Each line of the material must be repeated precisely, with the pictures left out.

Data shown below:

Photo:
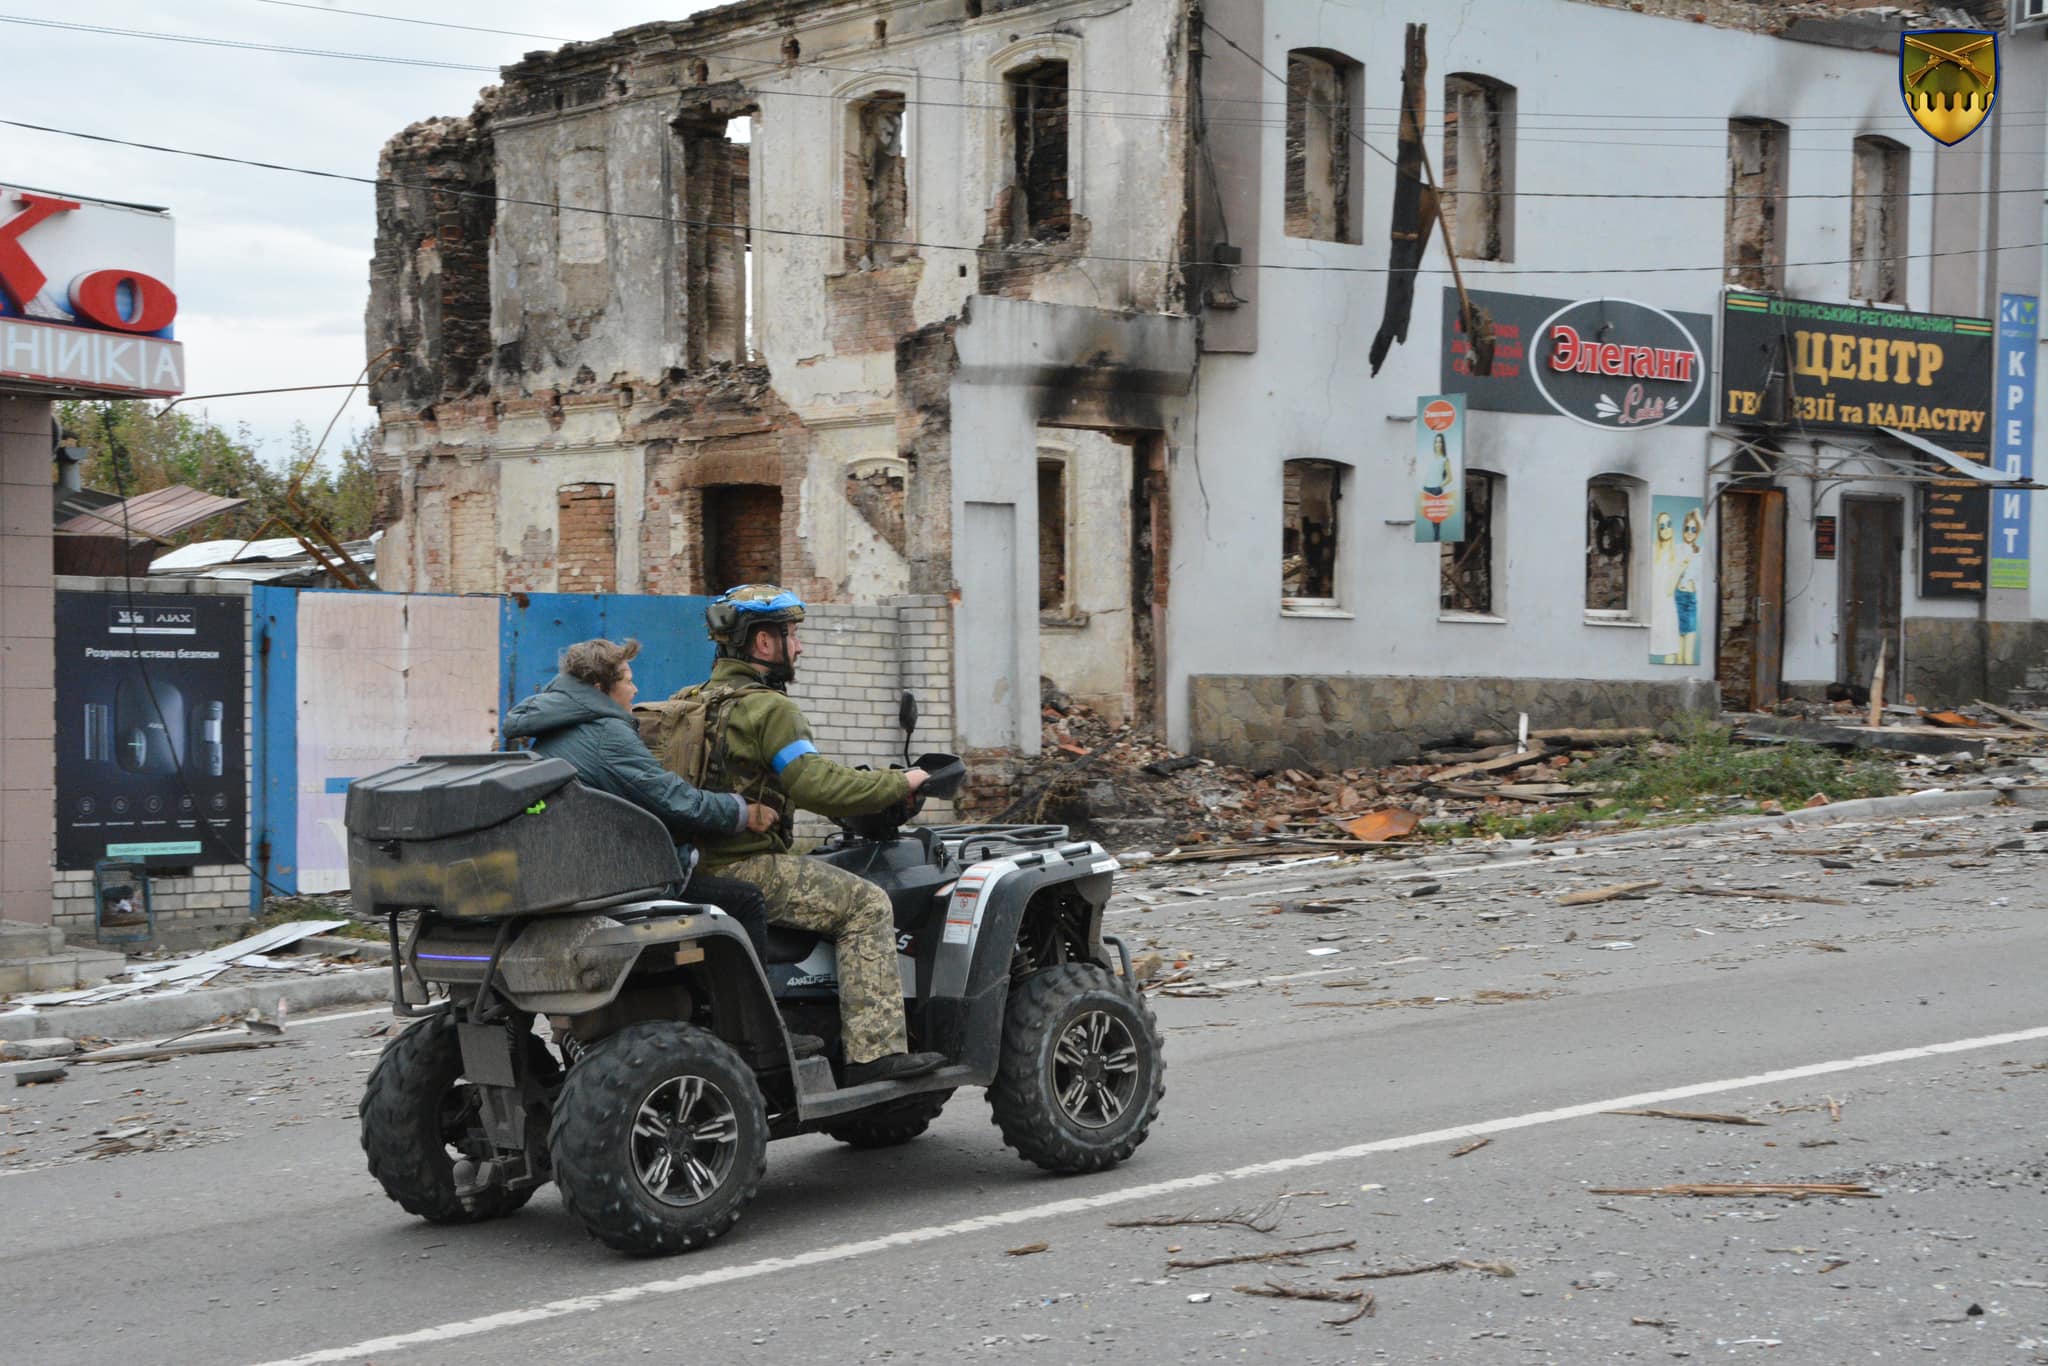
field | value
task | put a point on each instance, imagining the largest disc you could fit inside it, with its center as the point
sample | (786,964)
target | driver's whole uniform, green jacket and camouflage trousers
(761,749)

End of Data shown.

__Solved exercise__.
Photo:
field | value
task | put a point on each instance, imagining the largest disc you could fit inside it, with its center as the point
sample | (786,964)
target | driver's whole uniform, green jacket and camouflage trousers
(761,749)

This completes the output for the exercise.